**Description of the task**
Return the lines below word for word, from the line containing "the grass, that" through the line containing "101 L 0 107", including both of those lines.

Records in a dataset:

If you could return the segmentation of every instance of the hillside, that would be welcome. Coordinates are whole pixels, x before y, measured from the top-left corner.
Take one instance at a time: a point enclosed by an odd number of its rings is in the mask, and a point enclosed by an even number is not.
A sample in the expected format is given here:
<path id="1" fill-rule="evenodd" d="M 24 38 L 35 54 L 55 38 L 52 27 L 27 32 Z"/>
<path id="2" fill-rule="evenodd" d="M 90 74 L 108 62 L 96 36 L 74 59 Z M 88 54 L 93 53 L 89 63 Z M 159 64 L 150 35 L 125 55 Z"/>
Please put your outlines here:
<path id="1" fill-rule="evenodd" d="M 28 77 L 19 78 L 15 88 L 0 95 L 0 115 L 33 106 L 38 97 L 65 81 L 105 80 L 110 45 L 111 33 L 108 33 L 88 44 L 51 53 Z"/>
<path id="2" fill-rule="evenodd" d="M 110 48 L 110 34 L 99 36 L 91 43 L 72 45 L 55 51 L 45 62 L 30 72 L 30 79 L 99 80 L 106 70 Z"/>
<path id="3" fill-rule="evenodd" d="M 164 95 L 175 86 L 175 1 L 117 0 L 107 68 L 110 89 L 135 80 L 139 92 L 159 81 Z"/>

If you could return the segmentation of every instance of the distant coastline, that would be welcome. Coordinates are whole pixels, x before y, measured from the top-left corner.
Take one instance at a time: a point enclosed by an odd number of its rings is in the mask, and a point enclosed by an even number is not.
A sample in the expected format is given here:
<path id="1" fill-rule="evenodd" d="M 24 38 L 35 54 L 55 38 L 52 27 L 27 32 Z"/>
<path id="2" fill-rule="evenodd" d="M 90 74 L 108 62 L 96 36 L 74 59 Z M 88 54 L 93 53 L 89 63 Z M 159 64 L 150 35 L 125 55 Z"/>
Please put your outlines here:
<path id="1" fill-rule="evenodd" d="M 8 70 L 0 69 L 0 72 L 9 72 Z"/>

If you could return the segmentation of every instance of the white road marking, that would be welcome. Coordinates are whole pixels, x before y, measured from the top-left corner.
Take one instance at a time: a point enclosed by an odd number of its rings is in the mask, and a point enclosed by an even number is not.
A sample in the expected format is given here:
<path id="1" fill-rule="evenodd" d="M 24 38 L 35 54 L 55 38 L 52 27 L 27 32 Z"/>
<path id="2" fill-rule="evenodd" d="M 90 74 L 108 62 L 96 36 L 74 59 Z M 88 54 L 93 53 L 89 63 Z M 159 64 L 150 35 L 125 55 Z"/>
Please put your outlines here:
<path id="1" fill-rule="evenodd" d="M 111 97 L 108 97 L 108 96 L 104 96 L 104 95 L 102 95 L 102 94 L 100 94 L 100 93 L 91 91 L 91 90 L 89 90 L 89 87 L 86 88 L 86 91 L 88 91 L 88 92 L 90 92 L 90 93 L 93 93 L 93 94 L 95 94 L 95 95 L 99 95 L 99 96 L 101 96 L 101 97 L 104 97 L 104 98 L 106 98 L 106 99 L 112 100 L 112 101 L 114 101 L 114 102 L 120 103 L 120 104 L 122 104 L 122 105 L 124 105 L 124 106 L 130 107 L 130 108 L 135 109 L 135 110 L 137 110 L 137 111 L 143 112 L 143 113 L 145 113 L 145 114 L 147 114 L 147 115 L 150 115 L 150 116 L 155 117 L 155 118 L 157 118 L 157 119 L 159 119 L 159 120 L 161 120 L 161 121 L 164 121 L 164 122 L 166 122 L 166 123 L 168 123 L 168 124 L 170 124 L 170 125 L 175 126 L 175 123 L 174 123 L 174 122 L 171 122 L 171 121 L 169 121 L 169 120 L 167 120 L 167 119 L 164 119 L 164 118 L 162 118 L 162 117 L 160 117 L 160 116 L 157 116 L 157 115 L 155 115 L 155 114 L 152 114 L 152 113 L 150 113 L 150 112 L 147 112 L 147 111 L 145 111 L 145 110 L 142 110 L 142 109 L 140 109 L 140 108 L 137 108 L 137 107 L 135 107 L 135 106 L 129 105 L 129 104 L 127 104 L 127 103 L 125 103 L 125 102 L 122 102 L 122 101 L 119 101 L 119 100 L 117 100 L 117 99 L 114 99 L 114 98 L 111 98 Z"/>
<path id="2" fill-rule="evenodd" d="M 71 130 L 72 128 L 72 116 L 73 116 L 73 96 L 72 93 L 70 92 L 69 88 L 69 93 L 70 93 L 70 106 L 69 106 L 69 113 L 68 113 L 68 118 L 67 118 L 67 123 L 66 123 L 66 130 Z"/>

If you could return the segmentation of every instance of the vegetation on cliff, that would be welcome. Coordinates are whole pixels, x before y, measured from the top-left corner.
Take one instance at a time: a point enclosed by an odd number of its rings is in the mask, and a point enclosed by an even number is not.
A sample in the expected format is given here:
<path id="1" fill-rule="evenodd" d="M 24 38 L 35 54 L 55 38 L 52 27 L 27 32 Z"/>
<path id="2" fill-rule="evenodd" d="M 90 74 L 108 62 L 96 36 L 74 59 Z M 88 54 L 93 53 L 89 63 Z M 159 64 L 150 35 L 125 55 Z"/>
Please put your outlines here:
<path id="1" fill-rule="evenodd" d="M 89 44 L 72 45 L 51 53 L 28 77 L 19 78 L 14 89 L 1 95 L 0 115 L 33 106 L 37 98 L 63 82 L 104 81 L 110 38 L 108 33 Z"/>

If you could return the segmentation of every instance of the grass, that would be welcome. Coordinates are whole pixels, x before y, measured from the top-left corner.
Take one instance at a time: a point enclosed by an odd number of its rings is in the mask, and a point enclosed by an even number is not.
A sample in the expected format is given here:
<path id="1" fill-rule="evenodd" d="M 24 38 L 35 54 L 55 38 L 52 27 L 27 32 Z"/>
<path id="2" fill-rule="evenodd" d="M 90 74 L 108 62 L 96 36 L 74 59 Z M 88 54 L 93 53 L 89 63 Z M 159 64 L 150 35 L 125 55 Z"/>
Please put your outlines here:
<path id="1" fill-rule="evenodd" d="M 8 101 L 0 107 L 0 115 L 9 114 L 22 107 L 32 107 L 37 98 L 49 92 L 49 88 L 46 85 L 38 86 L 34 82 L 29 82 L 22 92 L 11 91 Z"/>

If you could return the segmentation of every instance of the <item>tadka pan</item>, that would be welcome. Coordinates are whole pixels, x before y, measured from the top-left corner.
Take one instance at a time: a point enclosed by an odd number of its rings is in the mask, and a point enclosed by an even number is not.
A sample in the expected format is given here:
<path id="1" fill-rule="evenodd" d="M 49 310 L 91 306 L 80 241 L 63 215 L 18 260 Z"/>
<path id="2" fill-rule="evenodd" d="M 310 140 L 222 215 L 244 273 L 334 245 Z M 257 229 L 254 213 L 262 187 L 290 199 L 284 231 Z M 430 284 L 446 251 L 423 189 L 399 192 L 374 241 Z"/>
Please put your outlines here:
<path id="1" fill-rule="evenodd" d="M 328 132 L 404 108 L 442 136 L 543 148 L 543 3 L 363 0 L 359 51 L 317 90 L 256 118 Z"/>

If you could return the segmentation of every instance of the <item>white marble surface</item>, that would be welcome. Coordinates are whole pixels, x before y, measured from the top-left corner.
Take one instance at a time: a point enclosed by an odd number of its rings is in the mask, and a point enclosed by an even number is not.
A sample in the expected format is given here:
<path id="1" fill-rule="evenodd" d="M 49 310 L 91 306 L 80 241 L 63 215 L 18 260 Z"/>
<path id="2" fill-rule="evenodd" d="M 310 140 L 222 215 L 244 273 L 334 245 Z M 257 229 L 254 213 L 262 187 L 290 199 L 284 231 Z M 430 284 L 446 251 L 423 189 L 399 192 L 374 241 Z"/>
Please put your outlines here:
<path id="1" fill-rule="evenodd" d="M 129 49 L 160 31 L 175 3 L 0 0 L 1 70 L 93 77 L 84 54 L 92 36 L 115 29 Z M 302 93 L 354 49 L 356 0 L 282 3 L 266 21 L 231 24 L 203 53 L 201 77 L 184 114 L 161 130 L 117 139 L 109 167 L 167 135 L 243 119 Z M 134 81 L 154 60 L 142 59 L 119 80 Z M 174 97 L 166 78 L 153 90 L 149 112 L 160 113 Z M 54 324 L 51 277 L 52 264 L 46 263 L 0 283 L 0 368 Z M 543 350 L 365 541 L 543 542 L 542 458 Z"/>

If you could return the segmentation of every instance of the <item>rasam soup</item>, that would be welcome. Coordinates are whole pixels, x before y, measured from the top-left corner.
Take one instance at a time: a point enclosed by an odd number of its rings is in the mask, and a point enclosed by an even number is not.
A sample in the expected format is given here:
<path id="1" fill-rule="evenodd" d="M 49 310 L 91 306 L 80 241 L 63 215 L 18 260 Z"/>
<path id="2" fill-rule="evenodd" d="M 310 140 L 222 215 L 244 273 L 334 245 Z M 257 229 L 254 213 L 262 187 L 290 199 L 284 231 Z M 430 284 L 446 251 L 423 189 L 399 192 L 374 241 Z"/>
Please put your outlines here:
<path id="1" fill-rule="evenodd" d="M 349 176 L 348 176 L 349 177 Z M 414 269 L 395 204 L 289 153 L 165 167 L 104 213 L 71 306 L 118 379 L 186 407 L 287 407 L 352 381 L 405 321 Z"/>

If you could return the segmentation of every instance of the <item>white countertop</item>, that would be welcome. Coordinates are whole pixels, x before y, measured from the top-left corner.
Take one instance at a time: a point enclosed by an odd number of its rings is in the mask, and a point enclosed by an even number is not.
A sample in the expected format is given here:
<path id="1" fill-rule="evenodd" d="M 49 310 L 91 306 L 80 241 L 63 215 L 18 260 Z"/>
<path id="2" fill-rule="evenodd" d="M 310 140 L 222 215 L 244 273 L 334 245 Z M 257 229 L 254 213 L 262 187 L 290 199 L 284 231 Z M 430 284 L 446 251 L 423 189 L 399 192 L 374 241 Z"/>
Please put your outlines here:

**Task response**
If you could return the segmentation of every instance of the grass, that would be welcome. Coordinates are whole pixels, x before y, measured from the top-left corner.
Take one instance at a time: a point enclosed by an odd number of its rings is in the mask, and a point enclosed by an even number is not.
A sample in the expected format is given here:
<path id="1" fill-rule="evenodd" d="M 24 38 L 35 54 L 55 38 L 52 27 L 27 32 Z"/>
<path id="2" fill-rule="evenodd" d="M 90 74 L 108 62 L 96 36 L 74 59 Z M 88 54 L 93 53 L 89 63 Z M 159 64 L 150 35 L 125 55 Z"/>
Please put your outlines here:
<path id="1" fill-rule="evenodd" d="M 8 101 L 0 107 L 0 115 L 9 114 L 22 107 L 32 107 L 37 98 L 49 92 L 49 88 L 46 85 L 38 86 L 34 82 L 29 82 L 22 92 L 11 91 Z"/>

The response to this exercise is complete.